It’s the same with a New York casino where anyone can count, but only the toke committee can do the paperwork. It’s not standard across the state because a different New York casino is actually structured more similarly to Vegas casinos.

In Maryland, there’s a casino with no toke committee at all. At the end of the night, two dealers go around collecting all the tokes and dump them into a pile on a craps table where they’ll muck and sort the chips while an Eye-in-the-Sky camera watches them. Once the chips are sorted and racked, they pass the cheques off to a different department for processing. This usually only takes about fifteen minutes but they’ll get paid for a full hour.

And the process is different in different countries, too. In Lisbon, Portugal, toke committee members are elected annually and they’re in charge of all the administrative paperwork to pay dealers. Casinos are only open for twelve hours a day so at the end of the day, a designated group will go around, empty the toke boxes, et cetera, et cetera. That processes is the same.

But they have some big differences. First off, the responsibility rotates from dealer to dealer on every shift, and they practice what is called a Zone Split. This involves the other casinos in that zone and coordinate for correct numbers. Then the corresponding amount is transferred to a bank account from which the dealers are paid. It’s managed by the casino and the toke committee.

They also calculate their total pool amount for the past month on the first of the month. After all the numbers have been calculated, they’ll remove the fixed amount out of the entire pool for the month. This money will pay the toke committee and for any expenses, like pens and paper, as well as the mandatory twelve per cent contribution to social security. Once all that’s taken out, they calculate how much is owed to each person, all while taking rank and absences into account.

#### WORK TASK 1:
According to the passage on casino tokes, how long does sorting the chips usually take at the Maryland casino?
#### WORK TASK 2:
Please carry on with the passage on casino tokes, picking up right after its last sentence.

#### INFORMATION SUPPLIED:
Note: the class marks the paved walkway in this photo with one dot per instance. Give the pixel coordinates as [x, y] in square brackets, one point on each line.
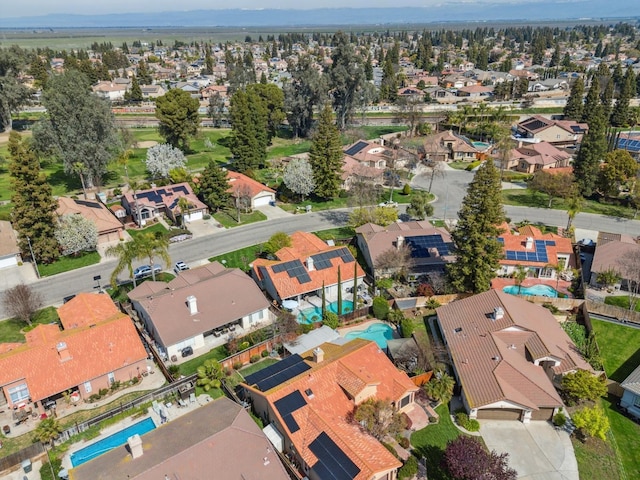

#### EXERCISE RESPONSE 1:
About fifteen minutes.

#### EXERCISE RESPONSE 2:
In the U.K., they use a common tronc system which is the same system bars and restaurants use. A tronc system or tronc scheme is used to distribute tips from customers to hospitality workers. So government taxes and service fees are taken directly from the fund. “Tronc” comes from the French phrase “tronc des pauvres”, or “poor box”. In casinos today, it’s a common box located either on the casino table or somewhere in the club that dealers put their tips in. Then dealers will go around the casino every day, opening these boxes, and counting the tips inside. It’s all then written down along with the table number and the department.

If you couldn’t tell by now, being a toke committee member takes a lot of trust on behalf of your fellow dealers. They are trusting you to get them paid fairly and accurately. You want your toke committee members to be trustworthy, reliable, and dependable. It’s not a job to be taken lightly.

What Happens in Case of Theft

You’re probably wondering though: what happens if a toke committee member steals tokes while mucking? I wish I could say it’s rare, but it’s not uncommon. Actually, I’ve seen it first-hand at a casino I worked at. This was like, early 2000s and I was dealing pai-gow poker when a co-worker of mine flew past me running as fast as he could, throwing something in the trash as he turned the corner. There were five security guards sprinting after him and they caught him and called the police.

Here’s the thing: they caught him on camera in the toke room palming several black chips and slipping them in his pocket. That’s what the security guards found in the trash, several black chips.

Oh man, the audacity of that dealer. He had been working as a dealer for twenty years and ten of them on the toke committee where he had been stealing chips on a regular basis. He had stolen so much money over the years that he could retire comfortably for the rest of his life. They had only caught him because they had just installed those cameras in the toke room.

Being on a toke committee requires a lot, a LOT of trust from your fellow dealers. If you’re thinking about maybe one day joining your toke committee, I have two major, major tips. One, be reliable, dependable, honest, and trustworthy. The other dealers are relying on you to get paid properly. And two, be very, very good at mucking.